Texto de estudio
- - - - -

# Mi señora madre se ha acojonado (un poco tarde) con el gobierno y quiere abrirse una cuenta en el extranjero ¿Dukascopy, Revolut, Vivid...?



## Desadaptado Dimensional (15 Feb 2022)

No se que leches me ha contado de algo que estan tramando los podemitas para quitarle los ahorros a la gente... Lo ha visto no se donde. Lo mismo es un bulo. En fin, que como sabe que tengo cuentas en el extranjero me ha pedido info.

De los neobancos, ¿cual creeis que es el mas fiable? ¿Dukascopy o Revolut? Yo hasta el momento no tuve problema con ellos. Claro que, yo soy pobre con sueldo cuenco arrocista, y ella quiere meter una burrada de dinero...  Y no se si es buena idea meter tanto en este tipo de bancos.


----------



## nada2 (15 Feb 2022)

Si es para una burrada de dinero, yo miraria ZKB.
Es el mejor banco, Ayn tiene cuenta allí.
Si son más de 50k, que se acuerde del 720.
Si es menos de 50k, mira dukascopy, es suizo y hay gente en el foro que tiene cuenta allí y no se quejan.


----------



## bushiburbujito (15 Feb 2022)

Otra opción, depende del miedo que tenga, es el oro.


----------



## max power (15 Feb 2022)

Dukas va bien. No tengo queja por ahora.
Me gusta mas N26 pero ya no se puede conseguir iban alemán.


----------



## Omegatron (15 Feb 2022)

Si eres de podemos ya debería estar en sobreaviso.

- - - - -

Registros de datos
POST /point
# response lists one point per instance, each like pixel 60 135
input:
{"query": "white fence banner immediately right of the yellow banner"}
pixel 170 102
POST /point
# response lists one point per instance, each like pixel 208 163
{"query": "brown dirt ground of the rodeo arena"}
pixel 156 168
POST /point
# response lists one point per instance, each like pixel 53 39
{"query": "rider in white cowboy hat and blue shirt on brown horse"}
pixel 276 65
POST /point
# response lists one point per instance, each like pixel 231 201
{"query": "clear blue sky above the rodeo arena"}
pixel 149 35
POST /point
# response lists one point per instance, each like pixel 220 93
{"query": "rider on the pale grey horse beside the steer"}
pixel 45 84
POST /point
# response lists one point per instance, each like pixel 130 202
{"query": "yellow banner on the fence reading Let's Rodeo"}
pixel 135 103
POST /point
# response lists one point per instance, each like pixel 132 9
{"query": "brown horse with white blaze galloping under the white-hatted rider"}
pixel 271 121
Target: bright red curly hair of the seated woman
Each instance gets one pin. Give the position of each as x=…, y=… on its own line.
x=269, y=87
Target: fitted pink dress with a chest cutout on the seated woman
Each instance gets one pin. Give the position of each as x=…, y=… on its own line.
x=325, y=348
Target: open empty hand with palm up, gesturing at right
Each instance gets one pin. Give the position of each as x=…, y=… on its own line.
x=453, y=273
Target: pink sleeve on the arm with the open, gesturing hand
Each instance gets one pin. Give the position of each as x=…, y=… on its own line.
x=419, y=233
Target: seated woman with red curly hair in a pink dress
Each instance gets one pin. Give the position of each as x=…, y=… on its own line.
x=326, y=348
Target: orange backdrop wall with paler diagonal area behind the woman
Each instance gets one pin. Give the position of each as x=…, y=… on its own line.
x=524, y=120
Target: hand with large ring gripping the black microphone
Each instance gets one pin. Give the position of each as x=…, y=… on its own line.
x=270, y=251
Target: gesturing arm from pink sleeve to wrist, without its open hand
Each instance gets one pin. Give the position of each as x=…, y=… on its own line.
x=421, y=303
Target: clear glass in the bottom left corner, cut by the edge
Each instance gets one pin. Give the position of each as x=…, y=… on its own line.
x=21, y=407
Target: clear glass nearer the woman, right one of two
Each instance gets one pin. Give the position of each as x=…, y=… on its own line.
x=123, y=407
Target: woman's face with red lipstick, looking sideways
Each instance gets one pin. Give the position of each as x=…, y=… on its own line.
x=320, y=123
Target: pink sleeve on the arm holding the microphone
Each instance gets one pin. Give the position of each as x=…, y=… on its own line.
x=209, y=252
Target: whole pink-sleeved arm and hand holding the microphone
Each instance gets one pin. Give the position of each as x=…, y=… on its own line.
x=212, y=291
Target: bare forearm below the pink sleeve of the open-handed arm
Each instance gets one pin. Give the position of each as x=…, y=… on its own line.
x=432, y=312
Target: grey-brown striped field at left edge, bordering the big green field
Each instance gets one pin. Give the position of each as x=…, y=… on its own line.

- - - - -

Ejercicios
1. Indica si cada afirmación coincide con el hilo sobre cuentas en el extranjero y responde sí o no, citando sin cambios las palabras del hilo que lo deciden. (a) Quien abre el hilo dice haber tenido problemas con Dukascopy o Revolut. (b) El usuario nada2 aconseja mirar ZKB si se trata de mucho dinero. (c) El usuario max power afirma que todavía se puede conseguir un IBAN alemán con N26.
2. Reescribe en forma de lista el párrafo del hilo sobre cuentas en el extranjero que empieza con "Si es para una burrada de dinero" y conserva sus datos principales.
3. Devuelve sin cambios el fragmento del hilo sobre cuentas en el extranjero que comienza en las palabras "No se que leches" y termina después de "tipo de bancos.".
Los ítems constituyen un material independiente del texto.

Resultados por tarea
1.
(a) No: "Yo hasta el momento no tuve problema con ellos."
(b) Sí: "Si es para una burrada de dinero, yo miraria ZKB."
(c) No: "Me gusta mas N26 pero ya no se puede conseguir iban alemán."

2.
- Para una cantidad muy grande de dinero, conviene mirar ZKB.
- ZKB se considera el mejor banco, y Ayn tiene cuenta allí.
- Si son más de 50k, hay que acordarse del 720.
- Si son menos de 50k, se sugiere Dukascopy, que es suizo y con el que no se quejan los usuarios del foro que tienen cuenta allí.

3.
No se que leches me ha contado de algo que estan tramando los podemitas para quitarle los ahorros a la gente... Lo ha visto no se donde. Lo mismo es un bulo. En fin, que como sabe que tengo cuentas en el extranjero me ha pedido info.

De los neobancos, ¿cual creeis que es el mas fiable? ¿Dukascopy o Revolut? Yo hasta el momento no tuve problema con ellos. Claro que, yo soy pobre con sueldo cuenco arrocista, y ella quiere meter una burrada de dinero...  Y no se si es buena idea meter tanto en este tipo de bancos.